■ **WORK INSTRUCTION**
Once you have read the records below, print them again exactly as they stand.

(Saved entries)
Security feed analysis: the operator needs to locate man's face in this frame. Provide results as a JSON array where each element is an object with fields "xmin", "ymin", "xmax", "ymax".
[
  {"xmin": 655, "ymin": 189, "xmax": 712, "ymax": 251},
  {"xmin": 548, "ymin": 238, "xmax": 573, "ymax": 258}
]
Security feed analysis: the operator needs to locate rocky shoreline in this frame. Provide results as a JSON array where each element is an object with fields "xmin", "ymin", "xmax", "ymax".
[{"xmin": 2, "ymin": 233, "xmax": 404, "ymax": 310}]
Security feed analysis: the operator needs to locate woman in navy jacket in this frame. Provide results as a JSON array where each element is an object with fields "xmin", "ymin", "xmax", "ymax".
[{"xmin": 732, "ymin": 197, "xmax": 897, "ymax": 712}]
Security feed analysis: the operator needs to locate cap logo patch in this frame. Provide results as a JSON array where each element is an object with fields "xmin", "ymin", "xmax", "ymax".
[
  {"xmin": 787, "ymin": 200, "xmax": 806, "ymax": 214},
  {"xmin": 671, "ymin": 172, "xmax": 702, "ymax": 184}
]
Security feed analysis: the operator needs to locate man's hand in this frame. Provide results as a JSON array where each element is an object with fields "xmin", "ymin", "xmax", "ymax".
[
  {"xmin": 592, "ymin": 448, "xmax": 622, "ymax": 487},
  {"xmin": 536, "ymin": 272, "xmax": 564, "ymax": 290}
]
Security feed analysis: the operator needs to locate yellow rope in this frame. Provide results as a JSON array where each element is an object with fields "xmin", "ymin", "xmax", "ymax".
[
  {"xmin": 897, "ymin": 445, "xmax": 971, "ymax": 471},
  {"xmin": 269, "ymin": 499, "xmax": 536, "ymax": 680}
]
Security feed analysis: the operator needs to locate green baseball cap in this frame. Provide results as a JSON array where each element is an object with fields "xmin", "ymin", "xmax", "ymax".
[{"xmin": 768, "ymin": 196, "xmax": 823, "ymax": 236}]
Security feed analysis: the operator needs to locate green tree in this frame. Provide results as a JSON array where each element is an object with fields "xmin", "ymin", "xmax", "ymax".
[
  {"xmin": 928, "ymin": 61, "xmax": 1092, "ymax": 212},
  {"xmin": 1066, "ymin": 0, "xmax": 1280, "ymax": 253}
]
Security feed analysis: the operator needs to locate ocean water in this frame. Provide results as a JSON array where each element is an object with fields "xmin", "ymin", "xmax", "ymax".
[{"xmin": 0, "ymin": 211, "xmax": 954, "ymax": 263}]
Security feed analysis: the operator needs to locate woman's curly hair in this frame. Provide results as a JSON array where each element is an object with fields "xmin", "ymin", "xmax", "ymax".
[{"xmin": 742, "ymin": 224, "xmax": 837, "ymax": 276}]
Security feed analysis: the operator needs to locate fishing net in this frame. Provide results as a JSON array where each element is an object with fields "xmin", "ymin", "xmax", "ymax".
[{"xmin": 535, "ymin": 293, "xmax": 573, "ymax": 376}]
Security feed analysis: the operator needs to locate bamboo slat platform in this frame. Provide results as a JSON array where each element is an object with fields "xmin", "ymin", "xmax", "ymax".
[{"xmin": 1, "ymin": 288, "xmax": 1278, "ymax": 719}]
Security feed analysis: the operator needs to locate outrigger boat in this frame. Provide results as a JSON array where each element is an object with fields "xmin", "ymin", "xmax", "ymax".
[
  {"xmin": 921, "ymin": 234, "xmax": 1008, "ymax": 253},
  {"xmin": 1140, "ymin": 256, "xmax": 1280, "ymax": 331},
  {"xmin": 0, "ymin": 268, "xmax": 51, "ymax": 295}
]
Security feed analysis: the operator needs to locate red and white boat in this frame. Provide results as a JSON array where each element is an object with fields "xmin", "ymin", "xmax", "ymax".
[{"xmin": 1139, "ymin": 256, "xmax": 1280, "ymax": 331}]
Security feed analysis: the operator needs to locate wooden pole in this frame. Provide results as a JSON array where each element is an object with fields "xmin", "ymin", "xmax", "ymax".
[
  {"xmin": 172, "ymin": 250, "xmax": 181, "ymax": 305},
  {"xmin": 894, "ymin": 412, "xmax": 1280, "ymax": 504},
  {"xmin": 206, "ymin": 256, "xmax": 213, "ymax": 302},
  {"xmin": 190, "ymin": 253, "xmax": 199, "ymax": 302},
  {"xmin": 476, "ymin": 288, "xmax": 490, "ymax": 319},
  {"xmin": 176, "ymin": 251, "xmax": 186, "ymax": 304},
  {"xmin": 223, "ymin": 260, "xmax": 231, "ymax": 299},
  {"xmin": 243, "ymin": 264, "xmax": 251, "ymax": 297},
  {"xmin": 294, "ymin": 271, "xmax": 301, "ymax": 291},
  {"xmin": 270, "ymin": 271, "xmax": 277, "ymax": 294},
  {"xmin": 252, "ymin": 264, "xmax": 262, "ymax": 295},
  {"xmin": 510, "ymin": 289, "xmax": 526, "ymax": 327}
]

■ **RESULT OF THE TASK**
Security feed analysis: the operator needs to locate man's face in this frame. Provide results as a JSON array where each element is an object with fields "xmin", "ymin", "xmax", "ymax".
[
  {"xmin": 655, "ymin": 189, "xmax": 712, "ymax": 251},
  {"xmin": 548, "ymin": 238, "xmax": 573, "ymax": 258}
]
Security feed analysis: the operator needs to locate rocky shoreline in this frame. Provide results as a JSON array where each element is an object with fields "xmin", "ymin", "xmax", "ymax".
[{"xmin": 2, "ymin": 233, "xmax": 404, "ymax": 310}]
Security feed analysis: the operator needs to locate woman in navy jacket in this frame. Provide results as a JSON array where each element is an object with fields "xmin", "ymin", "xmax", "ymax".
[{"xmin": 732, "ymin": 197, "xmax": 897, "ymax": 712}]
Security feed analysis: the operator needs to locate cap logo patch in this frame. Provide results as a JSON array where each element is an object with fields "xmin", "ymin", "xmax", "ymax".
[
  {"xmin": 787, "ymin": 200, "xmax": 806, "ymax": 214},
  {"xmin": 671, "ymin": 172, "xmax": 702, "ymax": 184}
]
Security feed analysis: the operator needs to locate man's hand in this frame. Provide results as a JSON array where each element is an object with fields "xmin", "ymin", "xmax", "ymax".
[
  {"xmin": 592, "ymin": 448, "xmax": 622, "ymax": 487},
  {"xmin": 536, "ymin": 272, "xmax": 564, "ymax": 290}
]
Security feed analysis: the operator needs to locate yellow rope in this frame. Provide results as a JSON array where each element is an object with fields "xmin", "ymin", "xmax", "ymax".
[
  {"xmin": 897, "ymin": 445, "xmax": 971, "ymax": 471},
  {"xmin": 269, "ymin": 499, "xmax": 536, "ymax": 680}
]
Security feed analysis: the operator needs to locate green baseball cap in this frame. Provide results as a JSON array where each element is an object with fields "xmin", "ymin", "xmax", "ymax".
[{"xmin": 768, "ymin": 196, "xmax": 823, "ymax": 236}]
Security feed analysis: the operator needs to locate green tree in this frame. Provide results as a JSON array where each element is an object with fields "xmin", "ymin", "xmax", "ymax".
[
  {"xmin": 928, "ymin": 61, "xmax": 1092, "ymax": 212},
  {"xmin": 1066, "ymin": 0, "xmax": 1280, "ymax": 253}
]
Security feed analysis: the operator needs to locate ocean water in this frame. Provide results as a JSON array where each element is an object with fields "xmin", "ymin", "xmax", "ymax".
[{"xmin": 0, "ymin": 211, "xmax": 954, "ymax": 263}]
Security feed analysis: the operator needs to locate woman's curly hair in this frame. Provide results as a JSON array where each element is an object with fields "xmin", "ymin", "xmax", "ymax".
[{"xmin": 742, "ymin": 224, "xmax": 837, "ymax": 276}]
Security feed analysis: the operator needs to locate fishing net in this frame. Provide results as a JSON array where each element is an object with fields "xmin", "ymin", "xmax", "ymax".
[{"xmin": 535, "ymin": 293, "xmax": 573, "ymax": 376}]
Security feed analysis: the operator needs to locate bamboo slat platform in this frame. Provide results as a JSON array where each element is an object with fields "xmin", "ymin", "xmax", "ymax".
[{"xmin": 1, "ymin": 288, "xmax": 1278, "ymax": 719}]
Security feed analysis: the operator needs to locate outrigger boat in this frame. Provide results as a JSON array where each element is an object with fields "xmin", "ymin", "xmax", "ymax".
[
  {"xmin": 921, "ymin": 234, "xmax": 1008, "ymax": 253},
  {"xmin": 1140, "ymin": 256, "xmax": 1280, "ymax": 331},
  {"xmin": 0, "ymin": 268, "xmax": 51, "ymax": 295}
]
Security feed analysis: the operator needs to locate red and white boat in this frame. Provide results as a JSON array where each element is an object with fields "xmin", "ymin", "xmax", "ymax".
[{"xmin": 1139, "ymin": 256, "xmax": 1280, "ymax": 331}]
Security feed analysis: the operator needs to locate wooden pole in this frame. Provide results as a JSON array where each element is an object with fields "xmin", "ymin", "xmax", "ymax".
[
  {"xmin": 172, "ymin": 250, "xmax": 181, "ymax": 305},
  {"xmin": 894, "ymin": 412, "xmax": 1280, "ymax": 504},
  {"xmin": 206, "ymin": 256, "xmax": 213, "ymax": 302},
  {"xmin": 190, "ymin": 253, "xmax": 199, "ymax": 302},
  {"xmin": 476, "ymin": 288, "xmax": 490, "ymax": 319},
  {"xmin": 176, "ymin": 251, "xmax": 186, "ymax": 304},
  {"xmin": 223, "ymin": 260, "xmax": 231, "ymax": 299},
  {"xmin": 243, "ymin": 264, "xmax": 251, "ymax": 297},
  {"xmin": 294, "ymin": 271, "xmax": 301, "ymax": 291},
  {"xmin": 270, "ymin": 271, "xmax": 277, "ymax": 294},
  {"xmin": 252, "ymin": 264, "xmax": 262, "ymax": 295},
  {"xmin": 510, "ymin": 289, "xmax": 526, "ymax": 327}
]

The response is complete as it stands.